Work instruction ::
Go through the material and copy each line that includes "below".

Source data ::
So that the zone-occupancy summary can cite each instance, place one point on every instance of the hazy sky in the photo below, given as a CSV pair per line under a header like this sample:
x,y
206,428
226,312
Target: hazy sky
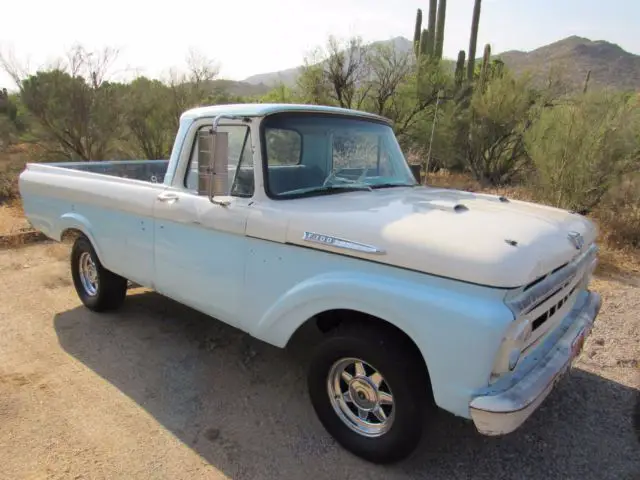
x,y
257,36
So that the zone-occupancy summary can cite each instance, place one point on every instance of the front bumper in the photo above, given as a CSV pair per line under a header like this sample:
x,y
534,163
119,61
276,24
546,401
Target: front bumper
x,y
503,408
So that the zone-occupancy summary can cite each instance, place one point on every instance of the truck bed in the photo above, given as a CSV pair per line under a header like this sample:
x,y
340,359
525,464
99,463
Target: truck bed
x,y
152,171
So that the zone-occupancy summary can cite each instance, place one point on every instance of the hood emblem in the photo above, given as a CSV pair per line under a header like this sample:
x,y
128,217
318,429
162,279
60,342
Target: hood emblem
x,y
576,239
340,243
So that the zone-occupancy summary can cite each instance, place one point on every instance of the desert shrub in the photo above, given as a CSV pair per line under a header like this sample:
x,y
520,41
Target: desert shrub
x,y
582,148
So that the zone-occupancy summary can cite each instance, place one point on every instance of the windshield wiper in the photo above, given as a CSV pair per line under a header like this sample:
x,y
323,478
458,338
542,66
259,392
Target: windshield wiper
x,y
391,184
329,188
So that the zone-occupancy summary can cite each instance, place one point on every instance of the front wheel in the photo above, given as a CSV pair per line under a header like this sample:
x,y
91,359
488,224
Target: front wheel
x,y
370,391
98,288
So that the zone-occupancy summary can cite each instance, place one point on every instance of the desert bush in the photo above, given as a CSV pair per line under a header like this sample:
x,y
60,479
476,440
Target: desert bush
x,y
581,149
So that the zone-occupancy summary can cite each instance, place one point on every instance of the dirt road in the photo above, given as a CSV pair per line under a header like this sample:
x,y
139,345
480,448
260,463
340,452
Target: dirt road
x,y
159,391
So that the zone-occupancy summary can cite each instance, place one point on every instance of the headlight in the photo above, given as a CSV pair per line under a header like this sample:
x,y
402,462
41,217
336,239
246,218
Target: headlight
x,y
514,342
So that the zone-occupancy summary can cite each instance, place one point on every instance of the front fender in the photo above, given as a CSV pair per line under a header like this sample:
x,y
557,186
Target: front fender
x,y
458,333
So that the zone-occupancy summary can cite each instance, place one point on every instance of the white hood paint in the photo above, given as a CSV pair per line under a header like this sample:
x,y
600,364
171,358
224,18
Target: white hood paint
x,y
418,228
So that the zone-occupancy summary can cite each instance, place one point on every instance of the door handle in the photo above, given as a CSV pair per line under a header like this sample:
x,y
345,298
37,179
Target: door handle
x,y
168,197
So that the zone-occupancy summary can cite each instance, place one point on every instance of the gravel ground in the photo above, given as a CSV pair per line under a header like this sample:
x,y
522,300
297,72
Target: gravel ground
x,y
159,391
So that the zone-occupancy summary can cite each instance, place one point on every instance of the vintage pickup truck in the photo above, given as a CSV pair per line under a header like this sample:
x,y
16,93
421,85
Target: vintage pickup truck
x,y
285,219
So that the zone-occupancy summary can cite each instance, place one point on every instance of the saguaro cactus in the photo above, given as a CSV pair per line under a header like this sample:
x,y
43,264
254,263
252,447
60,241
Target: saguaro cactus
x,y
439,37
433,5
484,70
425,45
475,20
416,33
459,77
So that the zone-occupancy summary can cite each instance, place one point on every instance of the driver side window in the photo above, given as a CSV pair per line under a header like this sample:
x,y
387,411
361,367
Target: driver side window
x,y
241,176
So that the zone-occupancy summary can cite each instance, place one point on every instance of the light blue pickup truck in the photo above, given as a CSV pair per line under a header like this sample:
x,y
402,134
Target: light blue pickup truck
x,y
285,219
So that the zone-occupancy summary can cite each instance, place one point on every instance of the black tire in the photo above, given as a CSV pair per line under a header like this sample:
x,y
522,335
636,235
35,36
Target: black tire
x,y
111,288
397,360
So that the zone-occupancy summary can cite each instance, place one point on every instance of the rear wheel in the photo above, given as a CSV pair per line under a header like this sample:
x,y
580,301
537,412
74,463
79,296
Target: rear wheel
x,y
369,389
98,288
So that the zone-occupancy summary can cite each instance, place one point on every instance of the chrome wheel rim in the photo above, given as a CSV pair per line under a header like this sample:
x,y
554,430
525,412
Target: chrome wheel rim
x,y
361,397
88,274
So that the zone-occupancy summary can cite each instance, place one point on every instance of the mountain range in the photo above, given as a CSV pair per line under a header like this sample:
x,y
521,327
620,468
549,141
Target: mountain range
x,y
610,65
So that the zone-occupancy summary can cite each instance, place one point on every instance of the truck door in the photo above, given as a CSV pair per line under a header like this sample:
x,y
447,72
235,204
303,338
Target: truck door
x,y
200,247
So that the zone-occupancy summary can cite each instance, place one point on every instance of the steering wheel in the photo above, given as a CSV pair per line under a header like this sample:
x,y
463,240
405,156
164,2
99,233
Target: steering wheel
x,y
335,173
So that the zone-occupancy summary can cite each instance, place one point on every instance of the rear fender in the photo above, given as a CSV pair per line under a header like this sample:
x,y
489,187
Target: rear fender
x,y
75,221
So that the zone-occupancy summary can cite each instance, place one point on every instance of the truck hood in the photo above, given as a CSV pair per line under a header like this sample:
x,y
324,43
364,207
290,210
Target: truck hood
x,y
478,238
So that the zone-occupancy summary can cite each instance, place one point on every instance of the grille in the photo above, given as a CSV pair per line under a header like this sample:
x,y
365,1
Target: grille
x,y
549,313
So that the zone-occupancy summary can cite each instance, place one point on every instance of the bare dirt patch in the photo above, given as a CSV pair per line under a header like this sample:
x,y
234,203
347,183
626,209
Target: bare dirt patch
x,y
157,390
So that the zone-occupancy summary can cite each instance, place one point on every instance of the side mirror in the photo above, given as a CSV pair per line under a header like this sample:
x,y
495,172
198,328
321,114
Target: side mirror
x,y
213,166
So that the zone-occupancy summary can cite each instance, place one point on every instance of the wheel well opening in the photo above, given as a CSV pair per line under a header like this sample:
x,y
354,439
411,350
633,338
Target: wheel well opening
x,y
314,329
69,235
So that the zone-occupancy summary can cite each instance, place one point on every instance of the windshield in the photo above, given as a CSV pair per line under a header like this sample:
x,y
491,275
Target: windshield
x,y
315,154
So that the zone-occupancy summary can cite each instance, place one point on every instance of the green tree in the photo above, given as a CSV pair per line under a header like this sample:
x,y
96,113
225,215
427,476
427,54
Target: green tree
x,y
582,148
491,130
149,117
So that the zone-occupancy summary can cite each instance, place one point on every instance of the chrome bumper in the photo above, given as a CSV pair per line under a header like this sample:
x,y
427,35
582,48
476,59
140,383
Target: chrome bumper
x,y
502,408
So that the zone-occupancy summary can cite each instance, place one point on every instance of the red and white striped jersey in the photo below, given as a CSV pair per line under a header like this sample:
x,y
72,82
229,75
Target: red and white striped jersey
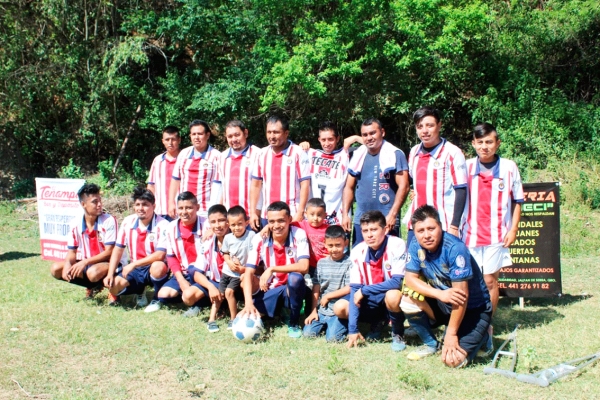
x,y
281,175
263,249
142,241
235,172
91,243
392,262
328,173
187,250
197,171
489,209
435,176
160,175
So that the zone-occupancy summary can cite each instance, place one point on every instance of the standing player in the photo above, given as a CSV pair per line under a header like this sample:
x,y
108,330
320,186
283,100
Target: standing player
x,y
285,256
282,173
144,236
375,279
378,172
161,171
329,169
236,166
438,170
94,236
494,213
196,168
455,294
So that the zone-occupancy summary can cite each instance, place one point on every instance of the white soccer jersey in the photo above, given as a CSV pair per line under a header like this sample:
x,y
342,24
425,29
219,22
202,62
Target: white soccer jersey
x,y
197,172
281,175
141,243
235,172
187,252
91,243
262,249
489,215
435,176
393,262
160,175
328,174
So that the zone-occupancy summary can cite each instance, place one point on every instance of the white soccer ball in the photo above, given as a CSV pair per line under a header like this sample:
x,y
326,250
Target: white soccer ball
x,y
247,329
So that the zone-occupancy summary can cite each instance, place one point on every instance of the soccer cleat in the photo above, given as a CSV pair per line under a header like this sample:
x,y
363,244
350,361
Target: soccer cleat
x,y
422,352
154,305
294,332
212,327
192,312
398,343
142,301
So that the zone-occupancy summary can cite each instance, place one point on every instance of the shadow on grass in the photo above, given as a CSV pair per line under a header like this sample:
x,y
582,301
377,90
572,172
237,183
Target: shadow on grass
x,y
16,255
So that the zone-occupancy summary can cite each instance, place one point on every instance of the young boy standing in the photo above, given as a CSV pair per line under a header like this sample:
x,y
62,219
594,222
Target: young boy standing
x,y
330,283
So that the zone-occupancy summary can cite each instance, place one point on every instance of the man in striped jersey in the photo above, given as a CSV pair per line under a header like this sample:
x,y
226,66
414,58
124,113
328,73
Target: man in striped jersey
x,y
144,236
375,278
494,212
285,254
161,171
90,244
439,174
282,173
236,166
196,169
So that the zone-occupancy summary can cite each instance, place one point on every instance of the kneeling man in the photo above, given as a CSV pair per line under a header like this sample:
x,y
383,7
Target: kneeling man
x,y
455,293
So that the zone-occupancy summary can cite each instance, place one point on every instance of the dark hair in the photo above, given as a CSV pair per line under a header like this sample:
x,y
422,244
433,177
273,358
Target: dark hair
x,y
236,123
483,129
372,120
316,202
171,130
273,119
328,126
426,112
236,211
335,232
373,216
217,209
187,196
141,193
279,206
424,212
87,189
199,122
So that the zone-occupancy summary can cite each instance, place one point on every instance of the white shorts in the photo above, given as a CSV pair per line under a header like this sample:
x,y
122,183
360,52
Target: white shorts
x,y
492,258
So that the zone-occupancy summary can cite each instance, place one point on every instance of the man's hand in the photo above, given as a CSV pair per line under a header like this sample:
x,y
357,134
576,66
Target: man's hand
x,y
453,296
313,316
452,353
358,296
354,340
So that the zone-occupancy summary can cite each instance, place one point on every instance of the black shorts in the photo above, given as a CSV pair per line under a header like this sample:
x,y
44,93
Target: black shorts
x,y
229,282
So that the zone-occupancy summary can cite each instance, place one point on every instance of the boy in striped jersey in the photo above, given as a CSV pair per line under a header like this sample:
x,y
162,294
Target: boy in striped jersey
x,y
144,236
161,171
93,239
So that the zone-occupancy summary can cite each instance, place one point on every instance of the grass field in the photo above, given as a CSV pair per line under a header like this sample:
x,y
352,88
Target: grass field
x,y
56,345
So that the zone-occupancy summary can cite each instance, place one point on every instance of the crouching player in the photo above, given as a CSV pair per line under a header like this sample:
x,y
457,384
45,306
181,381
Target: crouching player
x,y
375,279
95,236
285,256
455,293
330,283
144,236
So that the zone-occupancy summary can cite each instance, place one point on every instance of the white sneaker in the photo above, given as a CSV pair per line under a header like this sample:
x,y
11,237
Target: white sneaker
x,y
142,301
155,305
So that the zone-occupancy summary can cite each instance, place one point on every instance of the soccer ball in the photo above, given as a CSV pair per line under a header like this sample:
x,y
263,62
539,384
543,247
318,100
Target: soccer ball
x,y
247,329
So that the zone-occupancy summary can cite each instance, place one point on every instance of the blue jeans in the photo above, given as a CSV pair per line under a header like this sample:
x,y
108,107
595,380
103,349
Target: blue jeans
x,y
335,330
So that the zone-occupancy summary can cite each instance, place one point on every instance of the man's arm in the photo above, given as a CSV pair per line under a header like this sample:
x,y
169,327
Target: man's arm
x,y
347,198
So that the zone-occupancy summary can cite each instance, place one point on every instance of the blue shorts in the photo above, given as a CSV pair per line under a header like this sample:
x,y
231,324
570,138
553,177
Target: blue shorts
x,y
138,279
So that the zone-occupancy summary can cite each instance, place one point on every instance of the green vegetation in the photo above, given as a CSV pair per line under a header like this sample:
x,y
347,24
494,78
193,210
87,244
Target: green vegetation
x,y
74,72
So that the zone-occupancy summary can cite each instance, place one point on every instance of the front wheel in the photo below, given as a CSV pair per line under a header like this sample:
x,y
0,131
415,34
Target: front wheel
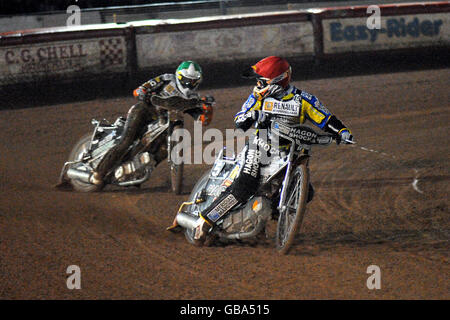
x,y
290,220
76,154
189,233
176,170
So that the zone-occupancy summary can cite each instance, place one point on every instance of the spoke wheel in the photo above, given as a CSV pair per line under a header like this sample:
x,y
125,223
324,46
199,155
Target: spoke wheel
x,y
291,218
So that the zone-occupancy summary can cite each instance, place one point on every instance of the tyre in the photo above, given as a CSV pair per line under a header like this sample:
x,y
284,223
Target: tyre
x,y
176,170
77,152
189,233
290,221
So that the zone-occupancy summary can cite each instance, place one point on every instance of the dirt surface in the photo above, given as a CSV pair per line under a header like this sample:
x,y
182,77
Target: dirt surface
x,y
365,211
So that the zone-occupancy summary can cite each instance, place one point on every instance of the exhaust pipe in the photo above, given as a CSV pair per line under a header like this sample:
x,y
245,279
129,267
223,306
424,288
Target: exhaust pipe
x,y
187,221
79,175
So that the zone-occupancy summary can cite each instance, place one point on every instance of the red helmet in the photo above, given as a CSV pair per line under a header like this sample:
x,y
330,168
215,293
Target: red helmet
x,y
271,70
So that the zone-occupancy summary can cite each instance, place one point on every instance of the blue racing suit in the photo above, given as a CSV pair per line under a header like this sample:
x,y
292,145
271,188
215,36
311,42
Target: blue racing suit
x,y
291,106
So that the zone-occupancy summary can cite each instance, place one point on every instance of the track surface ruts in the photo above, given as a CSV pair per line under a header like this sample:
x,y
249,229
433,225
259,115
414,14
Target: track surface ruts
x,y
365,212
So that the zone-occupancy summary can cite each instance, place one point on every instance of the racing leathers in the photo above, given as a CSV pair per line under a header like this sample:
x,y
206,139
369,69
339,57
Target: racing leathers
x,y
290,106
144,112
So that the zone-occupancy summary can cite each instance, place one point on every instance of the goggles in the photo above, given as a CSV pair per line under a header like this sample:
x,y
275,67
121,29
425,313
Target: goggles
x,y
188,82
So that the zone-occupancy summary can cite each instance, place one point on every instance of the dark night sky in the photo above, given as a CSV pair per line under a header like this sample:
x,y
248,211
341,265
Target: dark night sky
x,y
29,6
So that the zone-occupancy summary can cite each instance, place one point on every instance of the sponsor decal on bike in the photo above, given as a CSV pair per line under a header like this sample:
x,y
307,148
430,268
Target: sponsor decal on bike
x,y
251,166
302,135
264,145
223,207
290,108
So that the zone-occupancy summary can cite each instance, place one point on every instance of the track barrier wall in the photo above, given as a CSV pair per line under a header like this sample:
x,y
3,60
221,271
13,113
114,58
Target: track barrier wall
x,y
97,51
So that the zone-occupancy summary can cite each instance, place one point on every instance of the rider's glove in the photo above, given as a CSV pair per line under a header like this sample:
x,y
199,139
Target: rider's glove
x,y
259,116
345,137
209,100
207,113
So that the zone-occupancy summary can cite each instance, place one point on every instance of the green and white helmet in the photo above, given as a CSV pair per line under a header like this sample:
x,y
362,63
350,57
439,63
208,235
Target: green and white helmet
x,y
188,76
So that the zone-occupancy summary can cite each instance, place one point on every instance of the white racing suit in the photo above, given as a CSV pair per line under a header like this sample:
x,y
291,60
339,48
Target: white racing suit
x,y
292,106
141,114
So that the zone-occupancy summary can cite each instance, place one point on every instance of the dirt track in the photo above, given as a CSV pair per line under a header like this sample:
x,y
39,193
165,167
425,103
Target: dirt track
x,y
365,211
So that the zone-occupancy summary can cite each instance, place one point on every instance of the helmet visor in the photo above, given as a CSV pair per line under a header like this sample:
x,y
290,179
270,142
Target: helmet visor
x,y
188,82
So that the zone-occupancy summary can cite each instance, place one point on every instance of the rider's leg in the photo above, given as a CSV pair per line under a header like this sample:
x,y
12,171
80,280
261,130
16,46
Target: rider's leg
x,y
137,117
238,192
310,193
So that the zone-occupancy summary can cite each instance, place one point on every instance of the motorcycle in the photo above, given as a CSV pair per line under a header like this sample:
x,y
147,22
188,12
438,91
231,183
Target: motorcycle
x,y
142,155
282,195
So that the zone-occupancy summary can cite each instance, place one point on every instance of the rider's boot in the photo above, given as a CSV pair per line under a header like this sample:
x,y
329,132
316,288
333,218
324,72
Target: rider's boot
x,y
96,178
202,229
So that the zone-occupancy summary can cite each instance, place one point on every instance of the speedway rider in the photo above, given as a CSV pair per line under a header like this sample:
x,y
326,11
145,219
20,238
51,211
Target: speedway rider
x,y
183,84
272,91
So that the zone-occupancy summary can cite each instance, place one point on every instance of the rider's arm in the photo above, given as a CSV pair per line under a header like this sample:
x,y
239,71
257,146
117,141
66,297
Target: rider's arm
x,y
315,111
151,86
204,112
243,119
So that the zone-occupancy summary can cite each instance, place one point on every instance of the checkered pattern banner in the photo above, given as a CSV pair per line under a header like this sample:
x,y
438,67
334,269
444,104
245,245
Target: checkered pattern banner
x,y
111,52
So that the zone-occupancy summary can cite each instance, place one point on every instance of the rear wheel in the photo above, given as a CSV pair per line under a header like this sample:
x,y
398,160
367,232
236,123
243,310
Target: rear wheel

Written solution ::
So that the zone-occupancy summary can cite each instance, place one point on every instance of the hazy sky in the photo below, given as a CSV pair per line under a header like this sample:
So that the zone-occupancy summary can cite each instance, place one point on every instance of the red and white striped jersey in the photo below, given as a CSV pair per line under a header like this sample:
So that the zone-occupancy summary can cite each instance, place one point on every instance of the front wheel in the photo below, given as a CSV pair per line under a header like this sample:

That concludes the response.